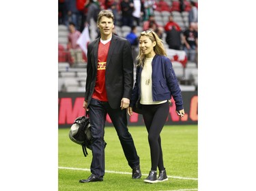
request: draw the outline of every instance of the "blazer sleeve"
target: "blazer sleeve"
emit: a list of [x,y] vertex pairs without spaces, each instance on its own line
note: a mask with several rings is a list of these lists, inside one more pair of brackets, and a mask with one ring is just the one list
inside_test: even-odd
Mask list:
[[171,92],[171,95],[175,101],[176,110],[181,110],[184,109],[182,91],[174,72],[173,65],[168,58],[165,59],[165,67],[167,86]]
[[87,49],[87,77],[86,77],[86,84],[85,84],[85,100],[87,101],[90,92],[90,84],[92,80],[92,63],[91,54],[92,50],[92,45],[88,45]]

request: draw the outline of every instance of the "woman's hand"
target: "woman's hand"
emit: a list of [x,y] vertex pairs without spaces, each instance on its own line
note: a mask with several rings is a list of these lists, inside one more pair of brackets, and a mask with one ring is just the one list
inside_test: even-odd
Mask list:
[[185,111],[184,109],[180,111],[176,111],[176,112],[177,112],[177,114],[181,116],[182,118],[185,115]]
[[133,115],[132,107],[129,107],[127,109],[127,113],[128,114],[128,115],[129,115],[130,116],[132,116],[132,115]]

REQUEST: Write out all of the entries above again with "blazer sleeve" switched to "jacket sleeve" and everything else left as it is. Leave the pictures out.

SOLUTION TO THE PROBLEM:
request: draw the outline of every instance of the "jacket sleeve"
target: "jacket sleeve"
emit: a list of [x,y] vertex pairs without spaces, each instance on its own line
note: a mask with several rings is a list of these lists, inside one more pair of brackets, and a mask with one ring is just the one list
inside_test: even-odd
Mask list:
[[171,92],[171,95],[175,101],[176,110],[181,110],[184,109],[182,91],[174,72],[173,65],[168,58],[165,59],[165,67],[167,86]]
[[87,49],[87,77],[86,77],[86,84],[85,84],[85,100],[87,101],[90,92],[90,84],[92,80],[92,63],[91,54],[92,50],[92,45],[88,45]]

request: draw the outline of every instance of the "woman's hand"
target: "woman's hand"
emit: a list of [x,y] vertex pairs without spaces, each instance on its own line
note: a mask with several rings is a list of these lists, inside one more pair of brackets, and a mask with one ring is just the one list
inside_test: even-odd
Mask list:
[[185,111],[184,109],[180,111],[176,111],[176,112],[177,112],[177,114],[181,116],[182,118],[185,115]]
[[133,115],[132,107],[129,107],[127,109],[127,113],[128,114],[128,115],[129,115],[130,116],[132,116],[132,115]]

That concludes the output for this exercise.